KETENTUAN TUGAS –
- 1) Jawab pertanyaan berikut berdasarkan berita penyitaan tanduk rusa.
(a) Kapal feri yang ditumpangi penumpang itu melayani rute apa?
(b) Siapa nama polisi kehutanan BKSDA Maluku yang memberi keterangan di Ambon?
(c) Apa yang dilakukan penumpang setelah petugas memberikan pemahaman terkait aturan yang berlaku?
- 2) Teruskan berita tentang penyitaan tanduk rusa di Pelabuhan Hunimua, mulai setelah kalimat terakhir yang ada.

BKSDA Maluku sita tanduk rusa di Pelabuhan Hunimua
Balai Konservasi Sumber Daya Alam (BKSDA) Provinsi Maluku menyita tanduk rusa dari salah seorang penumpang kapal feri ...
Ambon (ANTARA) - Balai Konservasi Sumber Daya Alam (BKSDA) Provinsi Maluku menyita tanduk rusa dari salah seorang penumpang kapal feri rute Waipirit-Hunimua di Pelabuhan Hunimua.
“Petugas Polisi Kehutanan Pelabuhan Tulehu Ambon telah menyita satu opsetan tanduk rusa dari salah seorang penumpang yang baru tiba di Pelabuhan Hunimua, Liang, Maluku Tengah,” kata Polisi Kehutanan (Polhut) BKSDA Maluku Seto, di Ambon, Selasa.
Ia mengatakan, penyitaan dilakukan berawal pada saat petugas polisi kehutanan melakukan pengamanan dan pengawasan tumbuhan satwa liar (TSL) dari salah seorang penumpang sedang menenteng tanduk rusa dan hendak keluar dari pelabuhan Hunimua Liang.
“Dengan demikian petugas memberikan pemahaman terkait aturan yang berlaku maka dengan sukarela penumpang dapat menyerahkan barang bukti untuk diamankan,” ujarnya.

MATERI HASIL EKSTRAKSI –
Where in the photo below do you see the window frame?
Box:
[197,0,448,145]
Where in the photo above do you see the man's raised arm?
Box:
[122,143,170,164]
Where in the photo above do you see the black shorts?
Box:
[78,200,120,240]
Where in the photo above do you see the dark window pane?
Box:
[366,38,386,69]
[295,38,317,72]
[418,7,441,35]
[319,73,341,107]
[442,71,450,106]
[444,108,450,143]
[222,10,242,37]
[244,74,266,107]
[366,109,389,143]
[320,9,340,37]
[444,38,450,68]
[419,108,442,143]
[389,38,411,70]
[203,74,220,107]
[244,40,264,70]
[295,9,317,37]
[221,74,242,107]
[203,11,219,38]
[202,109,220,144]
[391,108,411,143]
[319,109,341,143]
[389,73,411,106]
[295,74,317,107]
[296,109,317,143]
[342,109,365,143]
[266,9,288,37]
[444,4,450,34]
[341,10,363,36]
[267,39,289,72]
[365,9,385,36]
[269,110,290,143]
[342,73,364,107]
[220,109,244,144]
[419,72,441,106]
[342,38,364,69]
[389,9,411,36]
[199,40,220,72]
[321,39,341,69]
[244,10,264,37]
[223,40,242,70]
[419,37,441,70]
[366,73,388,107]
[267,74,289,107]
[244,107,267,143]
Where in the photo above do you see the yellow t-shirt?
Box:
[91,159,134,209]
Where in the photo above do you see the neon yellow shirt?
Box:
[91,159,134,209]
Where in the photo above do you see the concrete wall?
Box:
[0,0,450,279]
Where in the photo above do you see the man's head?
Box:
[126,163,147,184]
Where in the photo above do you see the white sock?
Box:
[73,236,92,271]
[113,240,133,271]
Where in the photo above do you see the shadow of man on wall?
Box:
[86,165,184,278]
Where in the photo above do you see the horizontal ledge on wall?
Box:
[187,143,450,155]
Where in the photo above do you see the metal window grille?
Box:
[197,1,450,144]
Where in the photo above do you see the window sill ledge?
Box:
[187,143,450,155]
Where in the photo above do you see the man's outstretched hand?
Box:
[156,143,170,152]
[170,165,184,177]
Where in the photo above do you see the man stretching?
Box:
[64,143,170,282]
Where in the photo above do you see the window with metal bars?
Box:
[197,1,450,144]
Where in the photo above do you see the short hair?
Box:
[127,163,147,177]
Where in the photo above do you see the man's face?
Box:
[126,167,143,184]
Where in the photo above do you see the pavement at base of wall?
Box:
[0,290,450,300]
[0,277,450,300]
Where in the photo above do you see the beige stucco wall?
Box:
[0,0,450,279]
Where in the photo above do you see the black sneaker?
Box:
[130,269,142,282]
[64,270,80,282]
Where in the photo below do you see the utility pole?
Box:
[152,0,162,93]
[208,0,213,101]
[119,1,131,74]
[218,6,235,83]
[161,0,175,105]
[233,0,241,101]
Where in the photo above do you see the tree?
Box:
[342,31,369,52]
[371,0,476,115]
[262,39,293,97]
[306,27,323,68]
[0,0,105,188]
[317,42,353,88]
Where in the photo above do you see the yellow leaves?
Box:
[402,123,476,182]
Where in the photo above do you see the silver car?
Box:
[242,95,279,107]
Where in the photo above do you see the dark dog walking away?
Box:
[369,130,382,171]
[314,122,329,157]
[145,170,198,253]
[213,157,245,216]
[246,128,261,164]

HASIL AKHIR –
- 1)
(a) Rute Waipirit-Hunimua.
(b) Seto.
(c) Penumpang dengan sukarela menyerahkan barang bukti untuk diamankan.

- 2)
Ia mengakui setelah Petugas Pos Polisi Kehutanan Pelabuhan Tulehu Ambon mengamankannya, tanduk rusa tersebut langsung dibawa ke kantor Balai KSDA dan diserahkan langsung di bagian perlindungan.
BKSDA Maluku mengimbau masyarakat untuk tidak terlibat dalam aktivitas ilegal yang mengancam kelestarian satwa liar. "Kami mengajak semua pihak untuk bekerja sama dalam melindungi keanekaragaman hayati Maluku, yang merupakan aset penting bagi generasi mendatang," tambah Seto.
Operasi ini menjadi bagian dari upaya berkelanjutan BKSDA Maluku dalam menekan perdagangan satwa liar di wilayah tersebut. Pelabuhan Hunimua, yang menjadi jalur strategis transportasi di Maluku, sering kali dimanfaatkan oleh oknum-oknum tidak bertanggung jawab untuk menyelundupkan barang ilegal, termasuk bagian tubuh satwa dilindungi.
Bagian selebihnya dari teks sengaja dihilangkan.